[Object pointing data rows]
-=-=-
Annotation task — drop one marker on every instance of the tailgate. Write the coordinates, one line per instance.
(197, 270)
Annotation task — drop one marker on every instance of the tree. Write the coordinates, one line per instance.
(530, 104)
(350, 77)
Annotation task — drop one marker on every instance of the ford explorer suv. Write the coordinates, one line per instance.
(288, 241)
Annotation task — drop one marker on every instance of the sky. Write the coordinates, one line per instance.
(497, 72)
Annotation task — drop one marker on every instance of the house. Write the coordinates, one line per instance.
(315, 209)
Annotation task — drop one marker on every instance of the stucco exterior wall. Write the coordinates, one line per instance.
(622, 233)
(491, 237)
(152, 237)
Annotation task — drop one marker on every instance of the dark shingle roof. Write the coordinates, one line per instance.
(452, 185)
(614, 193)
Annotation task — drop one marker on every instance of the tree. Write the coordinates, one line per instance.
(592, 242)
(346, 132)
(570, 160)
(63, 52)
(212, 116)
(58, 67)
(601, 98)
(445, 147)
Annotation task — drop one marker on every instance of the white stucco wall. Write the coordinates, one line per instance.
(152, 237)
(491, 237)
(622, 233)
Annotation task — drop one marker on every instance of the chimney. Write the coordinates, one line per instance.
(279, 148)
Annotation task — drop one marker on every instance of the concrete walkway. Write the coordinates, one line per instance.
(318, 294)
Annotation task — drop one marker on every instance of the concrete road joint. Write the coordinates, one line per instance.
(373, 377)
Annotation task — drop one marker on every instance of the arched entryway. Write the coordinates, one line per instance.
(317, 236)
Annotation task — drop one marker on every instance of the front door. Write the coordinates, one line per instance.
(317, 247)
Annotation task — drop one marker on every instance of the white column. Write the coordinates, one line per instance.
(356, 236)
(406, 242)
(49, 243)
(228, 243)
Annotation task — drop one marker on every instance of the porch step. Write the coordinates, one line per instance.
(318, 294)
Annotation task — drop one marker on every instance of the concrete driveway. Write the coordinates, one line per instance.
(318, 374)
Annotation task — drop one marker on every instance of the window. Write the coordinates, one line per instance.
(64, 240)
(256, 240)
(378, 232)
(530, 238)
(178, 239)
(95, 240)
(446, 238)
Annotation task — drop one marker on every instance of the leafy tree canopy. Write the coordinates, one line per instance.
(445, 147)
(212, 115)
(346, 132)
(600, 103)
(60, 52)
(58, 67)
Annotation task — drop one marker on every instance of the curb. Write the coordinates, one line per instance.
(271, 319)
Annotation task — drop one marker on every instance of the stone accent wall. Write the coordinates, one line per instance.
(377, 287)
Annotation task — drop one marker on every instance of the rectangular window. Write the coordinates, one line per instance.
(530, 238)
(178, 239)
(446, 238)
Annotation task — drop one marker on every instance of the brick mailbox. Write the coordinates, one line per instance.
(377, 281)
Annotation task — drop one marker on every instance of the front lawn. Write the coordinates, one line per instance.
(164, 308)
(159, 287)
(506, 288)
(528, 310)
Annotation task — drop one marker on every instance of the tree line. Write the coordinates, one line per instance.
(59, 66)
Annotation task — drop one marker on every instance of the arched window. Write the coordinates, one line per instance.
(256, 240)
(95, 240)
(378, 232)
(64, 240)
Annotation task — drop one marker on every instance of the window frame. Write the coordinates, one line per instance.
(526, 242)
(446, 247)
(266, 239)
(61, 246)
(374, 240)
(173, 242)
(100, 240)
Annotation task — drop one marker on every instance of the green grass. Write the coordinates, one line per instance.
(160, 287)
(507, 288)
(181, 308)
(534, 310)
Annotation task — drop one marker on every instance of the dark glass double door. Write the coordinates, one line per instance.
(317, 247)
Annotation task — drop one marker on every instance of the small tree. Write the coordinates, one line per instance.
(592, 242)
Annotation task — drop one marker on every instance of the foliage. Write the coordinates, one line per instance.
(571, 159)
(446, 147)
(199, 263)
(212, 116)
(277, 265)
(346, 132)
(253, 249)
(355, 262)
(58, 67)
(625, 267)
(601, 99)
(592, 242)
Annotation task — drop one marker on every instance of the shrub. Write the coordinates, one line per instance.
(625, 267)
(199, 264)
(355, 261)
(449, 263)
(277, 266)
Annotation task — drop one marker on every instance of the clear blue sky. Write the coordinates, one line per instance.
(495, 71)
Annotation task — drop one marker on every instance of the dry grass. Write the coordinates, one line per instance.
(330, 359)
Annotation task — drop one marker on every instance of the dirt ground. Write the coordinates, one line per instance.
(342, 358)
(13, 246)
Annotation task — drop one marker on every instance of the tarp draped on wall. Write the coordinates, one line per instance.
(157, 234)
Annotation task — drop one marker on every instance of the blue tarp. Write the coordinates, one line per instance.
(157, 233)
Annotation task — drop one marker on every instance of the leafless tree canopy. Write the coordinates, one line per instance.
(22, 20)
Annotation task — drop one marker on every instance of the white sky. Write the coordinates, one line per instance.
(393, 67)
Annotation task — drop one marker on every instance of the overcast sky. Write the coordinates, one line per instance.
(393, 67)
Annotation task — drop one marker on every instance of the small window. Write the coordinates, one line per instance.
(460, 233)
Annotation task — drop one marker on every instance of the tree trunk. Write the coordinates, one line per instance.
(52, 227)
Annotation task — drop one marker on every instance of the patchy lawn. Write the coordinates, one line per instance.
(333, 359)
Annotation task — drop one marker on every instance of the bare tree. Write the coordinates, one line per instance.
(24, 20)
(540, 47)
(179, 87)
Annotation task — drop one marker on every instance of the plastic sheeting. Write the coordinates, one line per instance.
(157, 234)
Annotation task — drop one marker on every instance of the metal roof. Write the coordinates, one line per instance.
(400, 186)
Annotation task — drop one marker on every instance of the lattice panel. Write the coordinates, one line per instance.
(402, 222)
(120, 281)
-=-=-
Requirement. Copy out all of the material above word for word, every line and every coordinate included.

Full output.
Annotation task — drop one marker on every instance of the tailgate. Write the coordinates, one line per instance.
(197, 270)
Annotation task — drop one marker on every instance of the tree. Write the coordinates, one line per instance.
(530, 104)
(350, 77)
Annotation task — drop one marker on every instance of the ford explorer suv. Write the coordinates, one line per instance.
(288, 241)
Annotation task — drop one marker on every instance of the sky. Write the coordinates, one line per instance.
(497, 72)
Annotation task — drop one marker on every instance of the house. Write the coordinates, one line per instance.
(315, 209)
Annotation task — drop one marker on every instance of the stucco exterior wall. Write the coordinates, one line per instance.
(622, 233)
(491, 237)
(152, 237)
Annotation task — drop one marker on every instance of the dark shingle roof. Write the coordinates, one line per instance.
(452, 185)
(614, 193)
Annotation task — drop one marker on every instance of the tree. Write the coordinates, one line per instance.
(592, 242)
(346, 132)
(570, 160)
(63, 52)
(212, 116)
(58, 67)
(601, 98)
(445, 147)
Annotation task — drop one marker on every instance of the white stucco wall. Write the coordinates, one line per instance.
(152, 237)
(491, 237)
(622, 233)
Annotation task — drop one marker on every instance of the chimney. Write the coordinates, one line per instance.
(279, 148)
Annotation task — drop one marker on every instance of the concrete walkway. Write the coordinates, one line per instance.
(318, 294)
Annotation task — drop one marker on every instance of the concrete road joint. Write the coordinates, one line per instance.
(373, 377)
Annotation task — drop one marker on every instance of the arched entryway. Write the coordinates, one line per instance.
(317, 236)
Annotation task — drop one marker on every instance of the front door. Write the coordinates, one line per instance.
(317, 247)
Annotation task — drop one marker on every instance of the white column. Write the coordinates, one line per instance.
(356, 236)
(406, 242)
(49, 243)
(228, 243)
Annotation task — drop one marker on every instance of the porch step. Write the coordinates, one line per instance.
(318, 294)
Annotation task — drop one marker on every instance of the concrete driveway. Write the coordinates, one line per instance.
(318, 374)
Annotation task — drop one marker on every instance of the window. Write the coordinates, one line per instance.
(64, 240)
(256, 240)
(378, 232)
(530, 238)
(178, 239)
(95, 240)
(446, 238)
Annotation task — drop one marker on every instance of the leafy tree canopy. Write the coordinates, one line per instance.
(445, 147)
(212, 115)
(346, 132)
(600, 103)
(60, 52)
(58, 67)
Annotation task — drop one marker on every instance of the curb. Write the coordinates, one line per instance.
(271, 319)
Annotation task — drop one marker on every instance of the stone accent wall. Write the coordinates, one line per instance.
(377, 287)
Annotation task — drop one marker on every instance of the rectangular window. Write the coordinates, one line per instance.
(530, 238)
(178, 239)
(446, 238)
Annotation task — drop one marker on every instance of the brick mailbox. Write the coordinates, one line per instance.
(377, 281)
Annotation task — drop one marker on every instance of the front lawn. Write the coordinates, one line per instance.
(164, 308)
(159, 287)
(506, 288)
(528, 310)
Annotation task — drop one marker on every instance of the tree line. Write the coordinates, one line per instance.
(59, 66)
Annotation task — drop one marker on every instance of the arched window. Write the coordinates, one line per instance.
(256, 240)
(95, 240)
(378, 232)
(64, 240)
Annotation task — drop one marker on every instance of the window frame. Write the coordinates, one line per instance.
(526, 242)
(446, 247)
(266, 239)
(61, 246)
(374, 240)
(173, 242)
(100, 240)
Annotation task — drop one marker on every instance of the green grass. Write the coordinates, one line per instance.
(160, 287)
(507, 288)
(181, 308)
(534, 310)
Annotation task — drop one marker on every instance of the dark glass double door. Write the coordinates, one line per instance.
(317, 247)
Annotation task — drop one marker on every instance of the small tree. Write the coordinates, one line per instance.
(592, 242)
Annotation task — drop one marker on every instance of the foliage. Write the coordinates, one line per instance.
(571, 159)
(446, 147)
(199, 263)
(212, 116)
(277, 265)
(346, 132)
(253, 249)
(355, 262)
(58, 67)
(625, 267)
(601, 99)
(592, 242)
Annotation task — drop one marker on every instance of the shrub. Write the coordinates, one line per instance.
(625, 267)
(199, 264)
(355, 261)
(449, 263)
(277, 266)
Annotation task — drop one marker on every instance of the clear blue sky. Write the coordinates, one line per instance.
(495, 71)
Annotation task — drop one marker on every instance of the dry grass. Write the coordinates, one line per instance.
(330, 359)
Annotation task — drop one marker on every instance of the dirt ground. Write the coordinates, one line per instance.
(342, 358)
(13, 246)
Annotation task — drop one marker on every instance of the tarp draped on wall. Write the coordinates, one line per instance.
(157, 234)
Annotation task — drop one marker on every instance of the blue tarp. Write the coordinates, one line per instance.
(157, 233)
Annotation task — drop one marker on every instance of the leafless tree canopy. Write the coordinates, one line per instance.
(22, 20)
Annotation task — drop one marker on every instance of the white sky. Write the coordinates, one line per instance.
(393, 67)
Annotation task — drop one marker on every instance of the overcast sky. Write the coordinates, one line per instance.
(393, 67)
Annotation task — drop one marker on every instance of the small window. Write the coordinates, one line per instance.
(460, 233)
Annotation task — drop one marker on every instance of the tree trunk. Write the coordinates, one line per instance.
(52, 227)
Annotation task — drop one marker on every instance of the patchy lawn. Write the coordinates, one line per instance.
(333, 359)
Annotation task — drop one marker on every instance of the bare tree. Write the coordinates, one line per instance.
(24, 20)
(540, 47)
(179, 87)
Annotation task — drop one marker on every instance of the plastic sheeting. Write the coordinates, one line per instance.
(157, 234)
Annotation task — drop one marker on every instance of the metal roof. Write the coordinates, one line per instance.
(400, 186)
Annotation task — drop one marker on every instance of the lattice panel. Write the coordinates, one line per instance.
(402, 222)
(120, 281)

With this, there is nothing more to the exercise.